## [Testo da leggere]
☆ ☆ ☆

La nostra Assemblea Provinciale 2025 nel suo messaggio finale, nel primo punto, si pronuncia su:  “Vita in Cristo – Carisma – Spiritualità” e “invita tutti i membri e associati a ricentrare la propria vita in Cristo promuovendo la vita spirituale personale e comunitaria, coscienti che tutto è dono di Dio e tutti siamo pellegrini di speranza che camminano all’incontro con Lui”.

A continuazione dice: “Questa vita la viviamo secondo il carisma ricevuto da Mons. De Brésillac che rimane fonte di ispirazione per il nostro Istituto”. Poi ribadisce la centralità della Parola di Dio, l’Eucaristia quotidiana, la preghiera personale, i ritiri mensili, e gli esercizi annuali.

E conclude dicendo: “Si raccomanda la lettura e la riflessione del Bollettino: “Vivere la missione alla maniera degli apostoli. Compendio di spiritualità SMA” (N°163) che è stato il frutto del lavoro di 30 confratelli SMA.

☆ ☆ ☆

## [Estratto della fonte]
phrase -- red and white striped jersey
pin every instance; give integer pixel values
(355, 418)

☆ ☆ ☆

## [Esercizi]
• a. Elenca le pratiche spirituali di cui il testo sul messaggio finale dell'Assemblea Provinciale 2025 ribadisce la centralità.
• b. Secondo il testo sul messaggio finale dell'Assemblea Provinciale 2025, quanti confratelli SMA hanno lavorato al Bollettino N°163?
• c. Scrivi il seguito del testo sul messaggio finale dell'Assemblea Provinciale 2025, riprendendo dopo l'ultima frase.

## [Risposte]
• a. La Parola di Dio, l'Eucaristia quotidiana, la preghiera personale, i ritiri mensili e gli esercizi annuali.

• b. 30 confratelli SMA.

• c.
In questo Bollettino, dopo un’introduzione, il capitolo 1 presenta la “Chiamata e risposta di fedeltà”. Quello seguente ci propone “Seguire Gesù alla maniera degli apostoli”; il terzo sviluppa le “Caratteristiche della spiritualità missionaria”; il quarto: “Seguire Gesù fino in fondo con la nostra vita sacerdotale al servizio della missione” e l’ultimo capitolo: “Fedeli ai nostri predecessori e aperti al futuro” concludendo con un epilogo: “Carisma, un donno per la Chiesa”.

Con quest’articolo non ho la pretesa di fare una sintesi o  una recensione di questo Bollettino, ma vorrei sottolineare piuttosto alcune idee che vi sono presente e che considero importanti per la nostra spiritualità missionaria e, alla fine, aggiungerò qualcosa di più personale.

Tutti conosciamo il bellissimo testo di Mons.de Marion Brésillac nel quale parla di una gioia profonda che deve accompagnarci nella vita missionaria (concetto centrale nella prima enciclica di Papa Francesco).

Gli scritti del nostro fondatore dimostrano che era un uomo felice anche in mezzo a sfide e prove”. Dovrebbe essere per noi il “sigillo” di un’autentica vocazione SMA perché è “radicata nella vita di Cristo che viveva una gioia perfetta”. Questa gioia “è allo stesso tempo il contenuto e il contenitore del messaggio di grazia che Gesù ha portato all’umanità” (cf. Gv 15,11).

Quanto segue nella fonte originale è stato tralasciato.